→ **JOB**:
Count the lines in the records below that contain the string "football", treating uppercase and lowercase letters as distinct, and state only the resulting number.

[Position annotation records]
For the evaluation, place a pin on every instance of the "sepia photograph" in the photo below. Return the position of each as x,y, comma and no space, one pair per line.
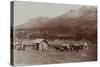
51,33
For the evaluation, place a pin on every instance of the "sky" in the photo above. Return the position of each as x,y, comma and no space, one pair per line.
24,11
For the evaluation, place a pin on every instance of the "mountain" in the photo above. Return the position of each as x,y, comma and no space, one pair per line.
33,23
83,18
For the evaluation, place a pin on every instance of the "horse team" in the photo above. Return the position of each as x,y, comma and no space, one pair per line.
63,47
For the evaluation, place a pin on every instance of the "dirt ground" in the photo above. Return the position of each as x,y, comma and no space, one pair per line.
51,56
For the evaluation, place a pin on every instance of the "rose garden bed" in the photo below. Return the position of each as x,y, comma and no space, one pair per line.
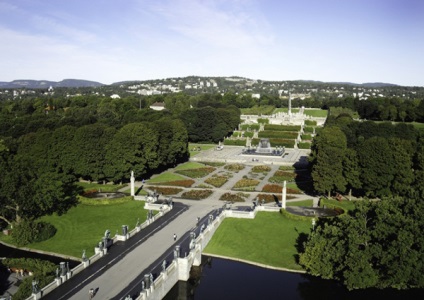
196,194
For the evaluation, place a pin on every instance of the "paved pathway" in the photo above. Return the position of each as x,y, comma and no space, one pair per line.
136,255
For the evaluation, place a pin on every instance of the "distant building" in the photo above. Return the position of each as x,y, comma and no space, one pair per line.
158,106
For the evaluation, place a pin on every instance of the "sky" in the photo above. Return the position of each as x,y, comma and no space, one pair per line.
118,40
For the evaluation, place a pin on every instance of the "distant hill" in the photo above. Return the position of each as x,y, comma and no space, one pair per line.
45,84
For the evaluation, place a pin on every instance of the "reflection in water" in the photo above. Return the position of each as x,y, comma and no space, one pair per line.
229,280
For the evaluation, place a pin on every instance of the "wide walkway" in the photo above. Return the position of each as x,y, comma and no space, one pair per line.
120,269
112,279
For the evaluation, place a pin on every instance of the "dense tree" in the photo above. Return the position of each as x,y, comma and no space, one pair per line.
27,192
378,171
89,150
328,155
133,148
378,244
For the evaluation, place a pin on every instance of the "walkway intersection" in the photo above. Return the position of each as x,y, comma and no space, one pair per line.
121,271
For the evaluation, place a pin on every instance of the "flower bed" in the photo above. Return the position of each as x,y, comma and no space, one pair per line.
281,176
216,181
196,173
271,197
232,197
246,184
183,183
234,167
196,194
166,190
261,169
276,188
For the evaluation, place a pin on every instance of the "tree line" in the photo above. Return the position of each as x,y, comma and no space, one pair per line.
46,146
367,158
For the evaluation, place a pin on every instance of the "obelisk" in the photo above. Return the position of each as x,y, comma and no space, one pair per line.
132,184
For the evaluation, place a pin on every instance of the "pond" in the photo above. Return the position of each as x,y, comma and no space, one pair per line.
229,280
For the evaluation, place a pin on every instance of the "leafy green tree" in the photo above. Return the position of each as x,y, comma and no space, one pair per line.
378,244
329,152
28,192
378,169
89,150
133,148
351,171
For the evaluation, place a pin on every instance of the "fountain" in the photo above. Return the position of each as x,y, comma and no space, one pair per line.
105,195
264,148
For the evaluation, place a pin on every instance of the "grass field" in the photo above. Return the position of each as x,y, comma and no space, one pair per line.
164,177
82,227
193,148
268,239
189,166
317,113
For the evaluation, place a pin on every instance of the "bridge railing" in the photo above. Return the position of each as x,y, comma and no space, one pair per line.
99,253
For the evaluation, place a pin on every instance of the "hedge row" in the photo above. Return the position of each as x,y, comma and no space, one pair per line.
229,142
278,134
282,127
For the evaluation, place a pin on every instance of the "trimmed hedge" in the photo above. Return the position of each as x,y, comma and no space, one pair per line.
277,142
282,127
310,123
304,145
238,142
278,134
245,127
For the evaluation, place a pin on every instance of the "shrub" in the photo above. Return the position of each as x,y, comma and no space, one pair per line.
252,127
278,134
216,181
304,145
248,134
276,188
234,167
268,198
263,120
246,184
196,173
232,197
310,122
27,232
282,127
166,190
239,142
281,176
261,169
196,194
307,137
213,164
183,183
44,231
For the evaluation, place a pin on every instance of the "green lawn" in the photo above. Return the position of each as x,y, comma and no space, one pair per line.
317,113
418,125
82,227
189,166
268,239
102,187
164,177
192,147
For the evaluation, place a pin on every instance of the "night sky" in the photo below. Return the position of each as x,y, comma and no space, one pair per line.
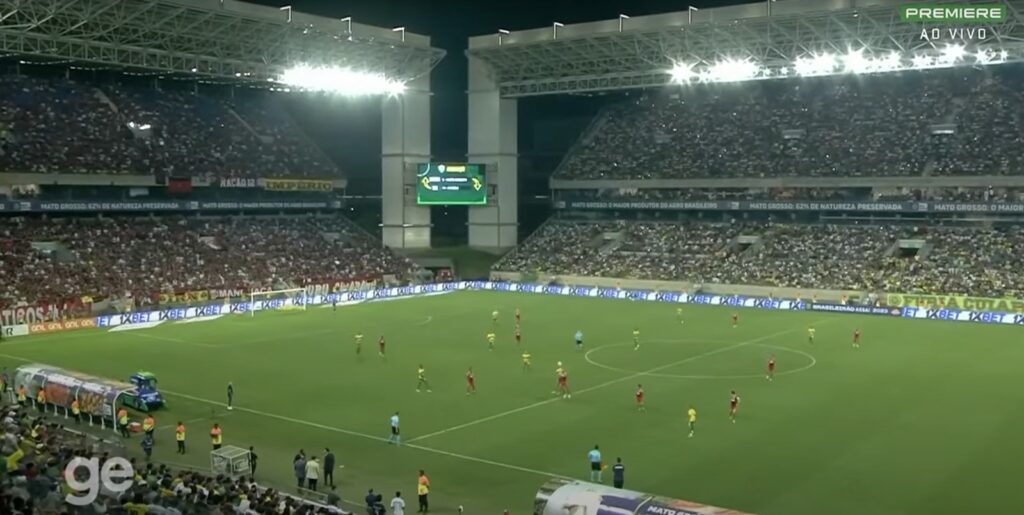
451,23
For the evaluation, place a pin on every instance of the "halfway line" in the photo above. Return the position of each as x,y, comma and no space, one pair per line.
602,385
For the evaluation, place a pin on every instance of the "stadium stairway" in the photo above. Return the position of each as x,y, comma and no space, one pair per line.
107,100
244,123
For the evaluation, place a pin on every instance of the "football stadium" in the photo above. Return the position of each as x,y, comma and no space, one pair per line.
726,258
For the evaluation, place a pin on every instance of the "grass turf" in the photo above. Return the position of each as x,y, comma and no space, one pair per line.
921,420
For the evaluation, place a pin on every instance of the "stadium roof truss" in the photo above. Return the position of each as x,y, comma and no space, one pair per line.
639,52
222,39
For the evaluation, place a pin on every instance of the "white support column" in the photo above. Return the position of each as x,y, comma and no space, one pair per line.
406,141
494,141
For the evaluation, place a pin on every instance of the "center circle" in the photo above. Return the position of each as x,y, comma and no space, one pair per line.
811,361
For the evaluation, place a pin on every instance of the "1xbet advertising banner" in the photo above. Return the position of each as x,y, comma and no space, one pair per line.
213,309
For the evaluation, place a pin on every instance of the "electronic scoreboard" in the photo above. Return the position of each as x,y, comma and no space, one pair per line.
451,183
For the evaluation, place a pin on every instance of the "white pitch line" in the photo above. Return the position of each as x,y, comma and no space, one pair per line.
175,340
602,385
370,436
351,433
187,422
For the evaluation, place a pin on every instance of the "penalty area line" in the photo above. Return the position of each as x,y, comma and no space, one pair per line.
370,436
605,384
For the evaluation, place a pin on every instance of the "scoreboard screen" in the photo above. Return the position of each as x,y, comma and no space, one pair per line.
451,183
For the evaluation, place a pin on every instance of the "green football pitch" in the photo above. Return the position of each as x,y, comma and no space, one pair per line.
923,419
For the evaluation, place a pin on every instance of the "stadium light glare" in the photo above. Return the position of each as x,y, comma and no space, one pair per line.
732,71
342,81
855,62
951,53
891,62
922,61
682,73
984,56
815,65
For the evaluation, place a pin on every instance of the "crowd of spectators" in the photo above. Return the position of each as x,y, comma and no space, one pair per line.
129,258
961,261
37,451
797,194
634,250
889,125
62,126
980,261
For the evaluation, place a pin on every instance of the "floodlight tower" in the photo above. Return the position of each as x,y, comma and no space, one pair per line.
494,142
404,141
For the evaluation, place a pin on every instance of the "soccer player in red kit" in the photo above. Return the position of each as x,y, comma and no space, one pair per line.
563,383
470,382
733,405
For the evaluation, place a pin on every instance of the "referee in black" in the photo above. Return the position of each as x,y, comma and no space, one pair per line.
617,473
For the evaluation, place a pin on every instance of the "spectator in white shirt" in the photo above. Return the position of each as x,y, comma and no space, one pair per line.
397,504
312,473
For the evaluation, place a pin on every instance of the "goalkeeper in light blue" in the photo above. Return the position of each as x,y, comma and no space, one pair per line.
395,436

==

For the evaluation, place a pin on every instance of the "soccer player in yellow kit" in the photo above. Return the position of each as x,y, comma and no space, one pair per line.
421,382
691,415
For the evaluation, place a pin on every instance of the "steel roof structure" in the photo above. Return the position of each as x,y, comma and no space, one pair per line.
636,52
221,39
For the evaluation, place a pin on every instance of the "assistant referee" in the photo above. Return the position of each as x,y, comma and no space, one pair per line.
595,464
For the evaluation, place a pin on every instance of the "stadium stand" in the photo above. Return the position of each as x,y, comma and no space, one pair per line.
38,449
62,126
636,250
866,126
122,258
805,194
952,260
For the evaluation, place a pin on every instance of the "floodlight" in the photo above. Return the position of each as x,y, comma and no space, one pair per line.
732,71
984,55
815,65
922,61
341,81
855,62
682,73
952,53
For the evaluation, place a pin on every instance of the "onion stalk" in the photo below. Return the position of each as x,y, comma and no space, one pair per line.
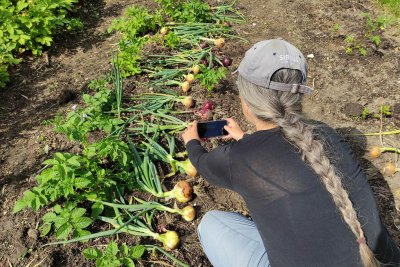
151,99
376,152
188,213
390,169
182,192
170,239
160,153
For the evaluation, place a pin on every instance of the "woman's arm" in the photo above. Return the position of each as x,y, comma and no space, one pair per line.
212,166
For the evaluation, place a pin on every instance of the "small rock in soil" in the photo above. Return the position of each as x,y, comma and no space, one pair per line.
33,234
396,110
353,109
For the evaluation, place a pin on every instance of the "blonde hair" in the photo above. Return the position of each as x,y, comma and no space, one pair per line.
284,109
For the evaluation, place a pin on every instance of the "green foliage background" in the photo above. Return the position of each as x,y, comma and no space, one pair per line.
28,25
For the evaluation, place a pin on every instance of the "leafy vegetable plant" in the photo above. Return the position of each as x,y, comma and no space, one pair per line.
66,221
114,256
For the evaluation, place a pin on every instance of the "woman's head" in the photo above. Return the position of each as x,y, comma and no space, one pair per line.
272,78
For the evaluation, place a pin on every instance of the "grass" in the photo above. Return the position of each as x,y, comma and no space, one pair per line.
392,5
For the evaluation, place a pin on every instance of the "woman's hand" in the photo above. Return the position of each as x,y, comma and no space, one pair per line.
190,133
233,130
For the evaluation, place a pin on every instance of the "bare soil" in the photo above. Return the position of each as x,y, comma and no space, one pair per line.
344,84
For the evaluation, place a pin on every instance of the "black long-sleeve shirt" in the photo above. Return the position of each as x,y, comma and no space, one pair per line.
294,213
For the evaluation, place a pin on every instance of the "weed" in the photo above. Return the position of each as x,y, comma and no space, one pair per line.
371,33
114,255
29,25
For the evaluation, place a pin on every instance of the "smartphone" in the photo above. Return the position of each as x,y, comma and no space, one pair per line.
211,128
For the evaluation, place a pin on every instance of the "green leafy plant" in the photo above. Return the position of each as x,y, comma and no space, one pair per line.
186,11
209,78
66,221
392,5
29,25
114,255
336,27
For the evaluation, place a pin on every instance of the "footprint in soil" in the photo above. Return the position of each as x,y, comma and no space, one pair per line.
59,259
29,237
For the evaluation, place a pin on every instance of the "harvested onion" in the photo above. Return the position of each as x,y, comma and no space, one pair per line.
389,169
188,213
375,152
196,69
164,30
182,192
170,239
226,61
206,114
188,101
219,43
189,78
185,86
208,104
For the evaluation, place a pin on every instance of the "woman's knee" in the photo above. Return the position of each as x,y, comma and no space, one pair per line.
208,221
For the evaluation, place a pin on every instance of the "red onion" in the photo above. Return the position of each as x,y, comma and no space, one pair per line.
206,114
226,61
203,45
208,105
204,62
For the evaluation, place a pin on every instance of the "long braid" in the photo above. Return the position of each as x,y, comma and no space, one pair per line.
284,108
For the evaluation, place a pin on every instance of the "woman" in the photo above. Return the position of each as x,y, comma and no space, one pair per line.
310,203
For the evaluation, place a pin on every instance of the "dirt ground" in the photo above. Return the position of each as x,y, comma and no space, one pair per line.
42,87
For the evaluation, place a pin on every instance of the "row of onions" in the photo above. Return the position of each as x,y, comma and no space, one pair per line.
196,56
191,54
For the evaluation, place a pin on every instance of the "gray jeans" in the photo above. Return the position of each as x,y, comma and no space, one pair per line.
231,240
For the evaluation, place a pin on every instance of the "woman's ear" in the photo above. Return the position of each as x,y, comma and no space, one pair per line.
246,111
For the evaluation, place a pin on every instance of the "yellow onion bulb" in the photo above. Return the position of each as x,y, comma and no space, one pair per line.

→ **CORRECT ANSWER**:
2